- [SHORT EXERCISE 1] Copy the GeoSnap detector summary in full, with every word and line kept as it is.

- [QUOTED PASSAGE]
Characterization of a Longwave HgCdTe GeoSnap Detector
Rory Bowens, Michael R. Meyer, Taylor L. Tobin, Eric Viges, Dennis, Hart, John Monnier, Jarron Leisenring, Derek Ives, Roy van Boekel

TL;DR
This paper characterizes a new longwave HgCdTe GeoSnap detector, detailing its key properties, noise characteristics, and pixel defects, to support its deployment in ground-based infrared astronomy.
Contribution
It provides the first detailed analysis of a GeoSnap detector's performance metrics, noise behavior, and defect patterns, informing future detector development and deployment.

- [Labeled-object pointing entries]
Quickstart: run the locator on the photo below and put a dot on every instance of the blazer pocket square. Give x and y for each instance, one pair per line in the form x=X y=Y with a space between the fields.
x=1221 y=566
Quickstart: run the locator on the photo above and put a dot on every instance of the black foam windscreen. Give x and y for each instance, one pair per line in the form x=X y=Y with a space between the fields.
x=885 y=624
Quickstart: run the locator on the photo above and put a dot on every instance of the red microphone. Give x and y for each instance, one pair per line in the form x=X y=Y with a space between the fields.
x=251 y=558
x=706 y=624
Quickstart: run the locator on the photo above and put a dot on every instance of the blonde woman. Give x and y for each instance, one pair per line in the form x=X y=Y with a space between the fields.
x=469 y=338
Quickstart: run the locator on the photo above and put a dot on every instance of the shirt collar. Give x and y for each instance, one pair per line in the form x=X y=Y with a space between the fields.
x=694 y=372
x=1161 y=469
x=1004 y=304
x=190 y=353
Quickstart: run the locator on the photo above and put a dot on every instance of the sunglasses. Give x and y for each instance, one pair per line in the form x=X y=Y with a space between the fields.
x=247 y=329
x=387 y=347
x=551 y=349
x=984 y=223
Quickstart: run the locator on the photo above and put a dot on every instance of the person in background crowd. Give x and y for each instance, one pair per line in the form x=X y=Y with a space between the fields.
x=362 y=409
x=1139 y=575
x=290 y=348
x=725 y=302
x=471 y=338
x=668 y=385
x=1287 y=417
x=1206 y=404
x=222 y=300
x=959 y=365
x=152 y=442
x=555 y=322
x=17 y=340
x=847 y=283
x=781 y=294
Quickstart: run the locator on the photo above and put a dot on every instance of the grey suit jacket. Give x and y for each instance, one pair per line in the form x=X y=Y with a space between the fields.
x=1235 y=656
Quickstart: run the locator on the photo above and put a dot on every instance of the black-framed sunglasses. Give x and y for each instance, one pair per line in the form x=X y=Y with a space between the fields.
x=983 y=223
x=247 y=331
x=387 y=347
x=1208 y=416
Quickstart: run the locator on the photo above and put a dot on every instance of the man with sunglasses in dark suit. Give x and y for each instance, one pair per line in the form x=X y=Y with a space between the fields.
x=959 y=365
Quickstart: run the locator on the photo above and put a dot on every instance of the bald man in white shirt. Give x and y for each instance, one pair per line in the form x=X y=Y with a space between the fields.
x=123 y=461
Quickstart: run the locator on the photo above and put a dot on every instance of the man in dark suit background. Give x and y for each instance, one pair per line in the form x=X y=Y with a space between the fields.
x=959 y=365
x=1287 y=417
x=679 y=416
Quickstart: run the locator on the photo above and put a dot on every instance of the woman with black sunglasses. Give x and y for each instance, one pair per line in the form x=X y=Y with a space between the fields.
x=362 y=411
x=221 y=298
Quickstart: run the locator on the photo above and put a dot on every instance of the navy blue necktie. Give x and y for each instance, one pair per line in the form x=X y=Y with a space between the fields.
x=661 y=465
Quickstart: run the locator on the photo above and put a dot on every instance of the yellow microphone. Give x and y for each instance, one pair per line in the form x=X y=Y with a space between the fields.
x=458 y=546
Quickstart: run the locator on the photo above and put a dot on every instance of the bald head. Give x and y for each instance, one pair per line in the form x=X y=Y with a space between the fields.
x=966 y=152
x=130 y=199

- [SHORT EXERCISE 2] Replace "locator" with "point finder" in the entries, starting at the first line of the entries and ending at the line that contains "x=885 y=624", and leave everything else unchanged. Return only those lines.

- [WRITTEN SOLUTION 1]
Characterization of a Longwave HgCdTe GeoSnap Detector
Rory Bowens, Michael R. Meyer, Taylor L. Tobin, Eric Viges, Dennis, Hart, John Monnier, Jarron Leisenring, Derek Ives, Roy van Boekel

TL;DR
This paper characterizes a new longwave HgCdTe GeoSnap detector, detailing its key properties, noise characteristics, and pixel defects, to support its deployment in ground-based infrared astronomy.
Contribution
It provides the first detailed analysis of a GeoSnap detector's performance metrics, noise behavior, and defect patterns, informing future detector development and deployment.

- [WRITTEN SOLUTION 2]
Quickstart: run the point finder on the photo below and put a dot on every instance of the blazer pocket square. Give x and y for each instance, one pair per line in the form x=X y=Y with a space between the fields.
x=1221 y=566
Quickstart: run the point finder on the photo above and put a dot on every instance of the black foam windscreen. Give x and y for each instance, one pair per line in the form x=X y=Y with a space between the fields.
x=885 y=624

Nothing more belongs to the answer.